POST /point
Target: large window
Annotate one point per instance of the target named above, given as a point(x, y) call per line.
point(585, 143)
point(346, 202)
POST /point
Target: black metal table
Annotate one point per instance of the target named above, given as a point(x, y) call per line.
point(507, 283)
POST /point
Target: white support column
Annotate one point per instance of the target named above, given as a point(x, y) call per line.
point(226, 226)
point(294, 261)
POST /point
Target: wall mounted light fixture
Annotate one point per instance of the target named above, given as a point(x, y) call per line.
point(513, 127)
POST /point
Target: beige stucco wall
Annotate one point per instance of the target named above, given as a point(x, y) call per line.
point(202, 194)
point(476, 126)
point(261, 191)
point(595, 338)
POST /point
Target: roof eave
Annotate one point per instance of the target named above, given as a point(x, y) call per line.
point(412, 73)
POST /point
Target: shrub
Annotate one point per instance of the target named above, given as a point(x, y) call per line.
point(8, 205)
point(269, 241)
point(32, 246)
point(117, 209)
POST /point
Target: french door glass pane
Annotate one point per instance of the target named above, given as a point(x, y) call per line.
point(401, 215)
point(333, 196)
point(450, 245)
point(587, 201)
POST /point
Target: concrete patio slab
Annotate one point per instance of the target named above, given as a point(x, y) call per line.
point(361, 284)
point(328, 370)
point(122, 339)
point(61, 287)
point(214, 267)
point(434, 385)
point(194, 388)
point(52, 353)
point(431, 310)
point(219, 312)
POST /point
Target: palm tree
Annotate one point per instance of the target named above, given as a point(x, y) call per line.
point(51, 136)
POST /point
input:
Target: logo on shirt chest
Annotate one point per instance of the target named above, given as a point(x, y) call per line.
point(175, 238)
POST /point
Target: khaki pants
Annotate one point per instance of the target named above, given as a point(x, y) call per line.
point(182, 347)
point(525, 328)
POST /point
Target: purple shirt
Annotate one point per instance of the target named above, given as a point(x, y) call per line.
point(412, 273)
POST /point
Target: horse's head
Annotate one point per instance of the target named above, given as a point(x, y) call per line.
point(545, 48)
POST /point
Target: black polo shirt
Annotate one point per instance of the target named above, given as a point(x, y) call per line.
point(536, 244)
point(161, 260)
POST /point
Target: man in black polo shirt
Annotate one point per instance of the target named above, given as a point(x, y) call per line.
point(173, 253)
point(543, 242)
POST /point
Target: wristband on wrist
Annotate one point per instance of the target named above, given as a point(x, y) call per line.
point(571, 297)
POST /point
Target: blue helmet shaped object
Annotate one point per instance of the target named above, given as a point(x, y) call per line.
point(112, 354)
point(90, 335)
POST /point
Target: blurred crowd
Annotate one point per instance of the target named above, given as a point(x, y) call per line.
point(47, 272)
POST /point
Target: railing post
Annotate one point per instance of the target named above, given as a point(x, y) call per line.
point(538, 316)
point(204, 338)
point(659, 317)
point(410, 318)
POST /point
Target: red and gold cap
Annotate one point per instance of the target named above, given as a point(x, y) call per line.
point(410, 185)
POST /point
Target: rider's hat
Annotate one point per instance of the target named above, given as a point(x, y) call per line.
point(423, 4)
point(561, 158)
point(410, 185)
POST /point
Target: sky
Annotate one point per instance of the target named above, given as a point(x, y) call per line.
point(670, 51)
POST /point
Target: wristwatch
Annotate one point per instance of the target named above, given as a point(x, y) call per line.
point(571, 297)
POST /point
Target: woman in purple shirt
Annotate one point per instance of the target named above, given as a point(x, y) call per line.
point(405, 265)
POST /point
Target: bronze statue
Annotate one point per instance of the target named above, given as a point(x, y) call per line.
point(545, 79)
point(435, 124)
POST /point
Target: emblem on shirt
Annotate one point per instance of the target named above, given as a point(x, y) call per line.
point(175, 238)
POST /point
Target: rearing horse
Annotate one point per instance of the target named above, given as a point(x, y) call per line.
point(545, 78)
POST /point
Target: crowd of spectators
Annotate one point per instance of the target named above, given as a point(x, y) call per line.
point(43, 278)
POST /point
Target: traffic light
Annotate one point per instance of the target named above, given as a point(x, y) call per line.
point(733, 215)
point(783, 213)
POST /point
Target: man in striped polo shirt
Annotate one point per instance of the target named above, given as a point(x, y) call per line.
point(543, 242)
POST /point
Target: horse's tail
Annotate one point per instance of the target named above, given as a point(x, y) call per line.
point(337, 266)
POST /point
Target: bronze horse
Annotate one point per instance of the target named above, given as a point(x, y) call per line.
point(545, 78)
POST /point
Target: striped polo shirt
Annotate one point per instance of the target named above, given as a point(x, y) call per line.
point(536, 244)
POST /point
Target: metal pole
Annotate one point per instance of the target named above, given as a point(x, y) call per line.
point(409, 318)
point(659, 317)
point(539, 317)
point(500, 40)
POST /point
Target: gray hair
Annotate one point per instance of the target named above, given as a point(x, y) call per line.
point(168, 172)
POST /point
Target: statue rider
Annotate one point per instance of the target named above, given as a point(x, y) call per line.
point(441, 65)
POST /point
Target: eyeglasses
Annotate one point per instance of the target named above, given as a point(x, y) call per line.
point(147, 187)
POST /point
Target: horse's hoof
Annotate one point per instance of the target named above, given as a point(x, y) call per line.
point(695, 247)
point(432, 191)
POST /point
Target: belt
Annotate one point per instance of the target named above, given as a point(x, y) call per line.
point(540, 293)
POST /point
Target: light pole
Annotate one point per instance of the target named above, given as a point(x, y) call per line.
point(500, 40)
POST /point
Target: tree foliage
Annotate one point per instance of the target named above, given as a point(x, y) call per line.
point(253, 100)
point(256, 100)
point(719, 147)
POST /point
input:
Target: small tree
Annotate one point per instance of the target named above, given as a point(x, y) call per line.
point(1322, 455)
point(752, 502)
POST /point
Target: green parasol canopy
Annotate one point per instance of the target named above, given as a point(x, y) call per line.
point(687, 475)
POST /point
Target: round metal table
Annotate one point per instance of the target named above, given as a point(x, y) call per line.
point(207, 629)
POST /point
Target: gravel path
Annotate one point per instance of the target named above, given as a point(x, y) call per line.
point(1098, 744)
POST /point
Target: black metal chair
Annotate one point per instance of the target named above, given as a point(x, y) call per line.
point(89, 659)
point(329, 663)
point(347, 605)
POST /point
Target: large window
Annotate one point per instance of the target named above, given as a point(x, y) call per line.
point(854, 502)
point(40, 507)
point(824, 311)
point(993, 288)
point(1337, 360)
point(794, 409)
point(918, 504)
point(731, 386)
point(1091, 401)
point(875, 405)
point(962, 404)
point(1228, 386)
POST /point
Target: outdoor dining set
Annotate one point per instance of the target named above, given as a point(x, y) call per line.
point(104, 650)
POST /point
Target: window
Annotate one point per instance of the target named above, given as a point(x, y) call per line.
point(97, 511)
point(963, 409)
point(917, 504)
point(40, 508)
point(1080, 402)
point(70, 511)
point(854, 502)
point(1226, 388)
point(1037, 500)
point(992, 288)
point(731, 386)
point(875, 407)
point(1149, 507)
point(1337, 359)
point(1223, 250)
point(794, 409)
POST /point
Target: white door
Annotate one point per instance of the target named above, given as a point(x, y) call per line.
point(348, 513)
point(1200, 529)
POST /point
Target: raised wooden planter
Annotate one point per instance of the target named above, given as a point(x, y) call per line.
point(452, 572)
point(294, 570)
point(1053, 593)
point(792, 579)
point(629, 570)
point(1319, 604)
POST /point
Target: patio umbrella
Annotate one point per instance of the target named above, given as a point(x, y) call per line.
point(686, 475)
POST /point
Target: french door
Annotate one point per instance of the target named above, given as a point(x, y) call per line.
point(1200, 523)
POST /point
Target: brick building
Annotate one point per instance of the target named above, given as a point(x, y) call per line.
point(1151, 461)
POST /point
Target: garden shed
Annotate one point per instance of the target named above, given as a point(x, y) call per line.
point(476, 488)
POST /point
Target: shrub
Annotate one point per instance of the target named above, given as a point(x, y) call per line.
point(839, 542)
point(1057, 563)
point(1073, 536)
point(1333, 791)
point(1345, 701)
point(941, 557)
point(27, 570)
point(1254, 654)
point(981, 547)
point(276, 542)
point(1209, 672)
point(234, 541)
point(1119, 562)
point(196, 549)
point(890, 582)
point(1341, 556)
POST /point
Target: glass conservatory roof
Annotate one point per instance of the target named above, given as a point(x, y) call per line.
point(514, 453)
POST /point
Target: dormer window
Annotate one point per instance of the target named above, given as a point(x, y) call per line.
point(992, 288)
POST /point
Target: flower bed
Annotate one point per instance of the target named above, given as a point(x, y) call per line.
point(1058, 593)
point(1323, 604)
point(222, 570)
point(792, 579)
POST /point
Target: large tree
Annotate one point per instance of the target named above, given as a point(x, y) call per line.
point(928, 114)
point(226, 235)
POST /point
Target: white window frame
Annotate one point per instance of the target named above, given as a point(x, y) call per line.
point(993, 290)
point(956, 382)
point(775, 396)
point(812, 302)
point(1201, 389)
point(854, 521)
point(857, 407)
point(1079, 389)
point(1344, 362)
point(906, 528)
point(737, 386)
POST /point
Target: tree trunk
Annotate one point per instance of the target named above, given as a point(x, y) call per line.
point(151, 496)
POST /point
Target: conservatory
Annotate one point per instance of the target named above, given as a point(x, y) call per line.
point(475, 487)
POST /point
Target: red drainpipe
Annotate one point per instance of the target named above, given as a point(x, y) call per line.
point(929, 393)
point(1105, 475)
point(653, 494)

□ □ □

=== CHALLENGE ===
Count the lines in the entries that contain the word "statue" and give only that number.

=== RESULT ===
2